**EXERCISES TO COMPLETE:**
a - From the Lanzhou lily text, reproduce the passage from "Lanzhou lily has" up to and including "a functional food.".
b - Answer these questions using the Lanzhou lily text:
(i) What type of bonds link LGP-1?
(ii) At what glycoprotein concentration was RAW264.7 cultured for 48 hours?
(iii) What botanical name does the text give for Lanzhou lily?
c - List every literature citation that appears in the Introduction of the Lanzhou lily text.

**SOURCE TEXT:**
┌──

Structural characterization and immunoregulatory activity of glycoprotein in Lanzhou lily

Abstract

Lanzhou lily has been confirmed as health care product and medicine because of its great ornamental and edible medicinal values. At present, the research on Lanzhou lily glycoprotein has not been reported in the literature. In this study, the glycoprotein components of Lanzhou lily were extracted and purified, and its structural characterization and immunological activity were studied. The results showed that Lanzhou lily glycoprotein (LGP-1) was linked by O-glycopeptide bonds and had characteristic absorption peaks of carbohydrate and protein. Moreover, LGP-1 possessed great immunological activity. When RAW264.7 was cultured for 48 hours with the glycoprotein concentration of 100 µg/mL, it could significantly promote cell proliferation and activate RAW264.7 to release NO and TNF-α. This confirms that LGP-1 has the potential to become a functional food.

Introduction

Lanzhou lily (Lilium davidii var. unicolor Salisb.) is the only dual-use sweet lily in China. Because of its high carbohydrate and low crude fiber contents, it is one of the important economic crops of Lanzhou and surrounding areas (Wang et al., 2018). As confirmed by reports, Lanzhou Lily, as a medicinal plant; has revealed various biological activities such as anti-oxidation (Li et al., 2020a), anti-tumor (Han et al., 2013) and immunity enhancement (Sun et al., 2014).

└──

**RECORD EXCERPTS:**
┌──

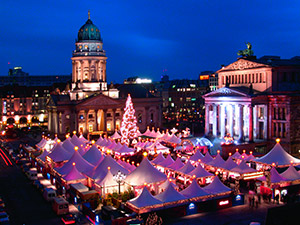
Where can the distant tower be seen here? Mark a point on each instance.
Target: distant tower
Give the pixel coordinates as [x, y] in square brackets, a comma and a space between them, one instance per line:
[88, 62]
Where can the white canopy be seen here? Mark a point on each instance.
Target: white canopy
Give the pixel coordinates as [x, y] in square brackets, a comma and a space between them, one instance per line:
[145, 173]
[176, 165]
[199, 172]
[59, 154]
[100, 171]
[81, 164]
[194, 191]
[168, 161]
[278, 156]
[93, 155]
[159, 158]
[291, 174]
[216, 187]
[144, 199]
[243, 168]
[170, 195]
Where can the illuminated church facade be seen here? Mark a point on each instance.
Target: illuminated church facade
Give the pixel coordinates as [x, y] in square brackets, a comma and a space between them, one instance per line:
[258, 100]
[91, 106]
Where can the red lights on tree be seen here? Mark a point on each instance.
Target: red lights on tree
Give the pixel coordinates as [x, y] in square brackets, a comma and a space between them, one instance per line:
[128, 126]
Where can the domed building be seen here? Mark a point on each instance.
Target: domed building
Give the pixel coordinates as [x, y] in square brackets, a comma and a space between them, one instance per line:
[90, 106]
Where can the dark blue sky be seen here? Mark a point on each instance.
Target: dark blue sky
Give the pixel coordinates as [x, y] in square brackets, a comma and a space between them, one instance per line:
[142, 38]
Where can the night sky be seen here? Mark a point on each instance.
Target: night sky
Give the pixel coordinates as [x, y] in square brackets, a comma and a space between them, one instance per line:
[144, 38]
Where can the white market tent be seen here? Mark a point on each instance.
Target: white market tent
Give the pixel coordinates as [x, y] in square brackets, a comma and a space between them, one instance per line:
[145, 173]
[100, 171]
[159, 158]
[93, 155]
[207, 158]
[176, 165]
[168, 161]
[187, 168]
[291, 174]
[243, 168]
[200, 172]
[81, 164]
[59, 153]
[170, 195]
[278, 156]
[194, 191]
[144, 199]
[217, 187]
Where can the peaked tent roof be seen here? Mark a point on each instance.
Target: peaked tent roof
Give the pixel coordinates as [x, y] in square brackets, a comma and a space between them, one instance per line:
[81, 164]
[74, 174]
[207, 158]
[198, 155]
[59, 153]
[100, 171]
[159, 158]
[229, 164]
[188, 167]
[168, 161]
[217, 162]
[145, 173]
[199, 171]
[93, 155]
[176, 165]
[170, 195]
[243, 168]
[144, 199]
[194, 191]
[278, 156]
[291, 173]
[216, 187]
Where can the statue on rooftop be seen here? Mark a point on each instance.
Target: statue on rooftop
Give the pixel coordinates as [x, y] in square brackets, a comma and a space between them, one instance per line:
[246, 52]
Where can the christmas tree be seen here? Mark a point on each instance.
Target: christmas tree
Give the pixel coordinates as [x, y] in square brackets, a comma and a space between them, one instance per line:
[128, 126]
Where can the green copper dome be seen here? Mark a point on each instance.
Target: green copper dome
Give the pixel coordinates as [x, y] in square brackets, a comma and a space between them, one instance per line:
[89, 32]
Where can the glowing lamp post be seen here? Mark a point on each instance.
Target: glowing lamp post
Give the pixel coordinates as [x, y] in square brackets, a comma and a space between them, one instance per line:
[119, 177]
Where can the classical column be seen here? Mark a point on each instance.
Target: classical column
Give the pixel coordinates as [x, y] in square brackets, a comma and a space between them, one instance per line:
[222, 120]
[215, 123]
[265, 122]
[207, 119]
[230, 118]
[241, 123]
[250, 123]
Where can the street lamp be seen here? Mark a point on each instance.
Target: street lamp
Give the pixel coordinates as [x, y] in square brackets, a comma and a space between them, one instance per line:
[119, 177]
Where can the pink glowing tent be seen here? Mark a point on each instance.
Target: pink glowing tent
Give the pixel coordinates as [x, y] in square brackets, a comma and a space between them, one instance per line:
[194, 191]
[159, 158]
[243, 168]
[291, 174]
[74, 175]
[100, 171]
[81, 164]
[176, 165]
[187, 168]
[59, 154]
[144, 199]
[170, 195]
[168, 161]
[207, 158]
[216, 187]
[198, 155]
[229, 164]
[145, 173]
[278, 156]
[200, 172]
[93, 155]
[217, 162]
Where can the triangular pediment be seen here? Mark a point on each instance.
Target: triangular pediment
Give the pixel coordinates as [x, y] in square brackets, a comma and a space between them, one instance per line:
[227, 92]
[242, 64]
[101, 100]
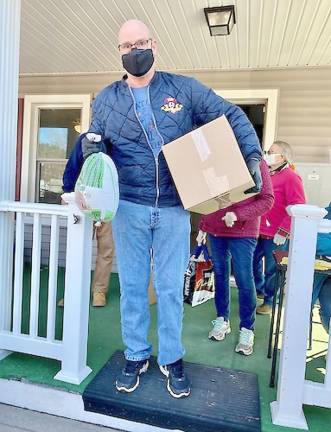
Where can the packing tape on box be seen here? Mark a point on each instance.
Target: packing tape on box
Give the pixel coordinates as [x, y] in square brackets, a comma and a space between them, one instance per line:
[201, 144]
[216, 184]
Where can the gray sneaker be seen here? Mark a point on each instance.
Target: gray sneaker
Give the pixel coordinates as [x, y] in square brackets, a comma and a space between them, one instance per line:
[246, 342]
[220, 330]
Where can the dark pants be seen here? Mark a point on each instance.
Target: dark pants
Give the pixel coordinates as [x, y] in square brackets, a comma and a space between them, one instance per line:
[265, 281]
[241, 250]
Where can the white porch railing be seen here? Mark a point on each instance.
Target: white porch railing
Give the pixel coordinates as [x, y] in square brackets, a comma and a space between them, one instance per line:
[72, 349]
[293, 390]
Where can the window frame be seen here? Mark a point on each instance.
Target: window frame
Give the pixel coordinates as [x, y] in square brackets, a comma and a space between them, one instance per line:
[32, 105]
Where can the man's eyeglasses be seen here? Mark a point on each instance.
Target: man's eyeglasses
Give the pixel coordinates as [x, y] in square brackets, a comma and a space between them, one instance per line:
[140, 44]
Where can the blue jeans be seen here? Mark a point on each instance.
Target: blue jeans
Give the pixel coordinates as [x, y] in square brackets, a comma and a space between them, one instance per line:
[137, 230]
[265, 282]
[241, 250]
[322, 292]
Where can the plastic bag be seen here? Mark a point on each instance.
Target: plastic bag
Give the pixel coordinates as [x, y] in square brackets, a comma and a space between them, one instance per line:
[96, 190]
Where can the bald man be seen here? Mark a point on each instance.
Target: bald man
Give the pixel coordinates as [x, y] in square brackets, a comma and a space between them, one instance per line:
[139, 114]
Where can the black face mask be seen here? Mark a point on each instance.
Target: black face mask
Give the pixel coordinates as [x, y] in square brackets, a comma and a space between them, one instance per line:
[138, 62]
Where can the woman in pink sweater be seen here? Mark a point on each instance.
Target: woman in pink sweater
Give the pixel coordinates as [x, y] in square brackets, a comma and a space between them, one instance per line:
[275, 225]
[233, 233]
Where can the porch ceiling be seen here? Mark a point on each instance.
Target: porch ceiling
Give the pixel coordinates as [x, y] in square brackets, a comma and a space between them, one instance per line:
[80, 36]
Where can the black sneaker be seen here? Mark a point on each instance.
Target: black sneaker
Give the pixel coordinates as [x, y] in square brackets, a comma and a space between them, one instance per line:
[128, 380]
[178, 384]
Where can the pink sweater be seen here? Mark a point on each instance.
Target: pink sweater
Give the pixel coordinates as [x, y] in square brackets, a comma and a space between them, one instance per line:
[248, 212]
[288, 189]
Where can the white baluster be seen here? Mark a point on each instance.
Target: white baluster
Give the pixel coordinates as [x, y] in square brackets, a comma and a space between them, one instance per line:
[52, 277]
[76, 299]
[287, 410]
[9, 70]
[18, 276]
[35, 276]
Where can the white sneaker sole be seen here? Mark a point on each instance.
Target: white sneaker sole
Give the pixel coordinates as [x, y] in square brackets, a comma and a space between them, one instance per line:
[165, 372]
[130, 390]
[243, 351]
[221, 336]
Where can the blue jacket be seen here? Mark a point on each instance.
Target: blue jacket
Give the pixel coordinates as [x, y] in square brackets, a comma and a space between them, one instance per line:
[75, 163]
[179, 104]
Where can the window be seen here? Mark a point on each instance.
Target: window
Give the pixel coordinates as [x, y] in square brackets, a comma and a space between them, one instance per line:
[51, 127]
[57, 134]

└──

**RESPONSE LIST:**
a -
Lanzhou lily has been confirmed as health care product and medicine because of its great ornamental and edible medicinal values. At present, the research on Lanzhou lily glycoprotein has not been reported in the literature. In this study, the glycoprotein components of Lanzhou lily were extracted and purified, and its structural characterization and immunological activity were studied. The results showed that Lanzhou lily glycoprotein (LGP-1) was linked by O-glycopeptide bonds and had characteristic absorption peaks of carbohydrate and protein. Moreover, LGP-1 possessed great immunological activity. When RAW264.7 was cultured for 48 hours with the glycoprotein concentration of 100 µg/mL, it could significantly promote cell proliferation and activate RAW264.7 to release NO and TNF-α. This confirms that LGP-1 has the potential to become a functional food.

b -
(i) O-glycopeptide bonds
(ii) 100 µg/mL
(iii) Lilium davidii var. unicolor Salisb.

c -
Wang et al., 2018
Li et al., 2020a
Han et al., 2013
Sun et al., 2014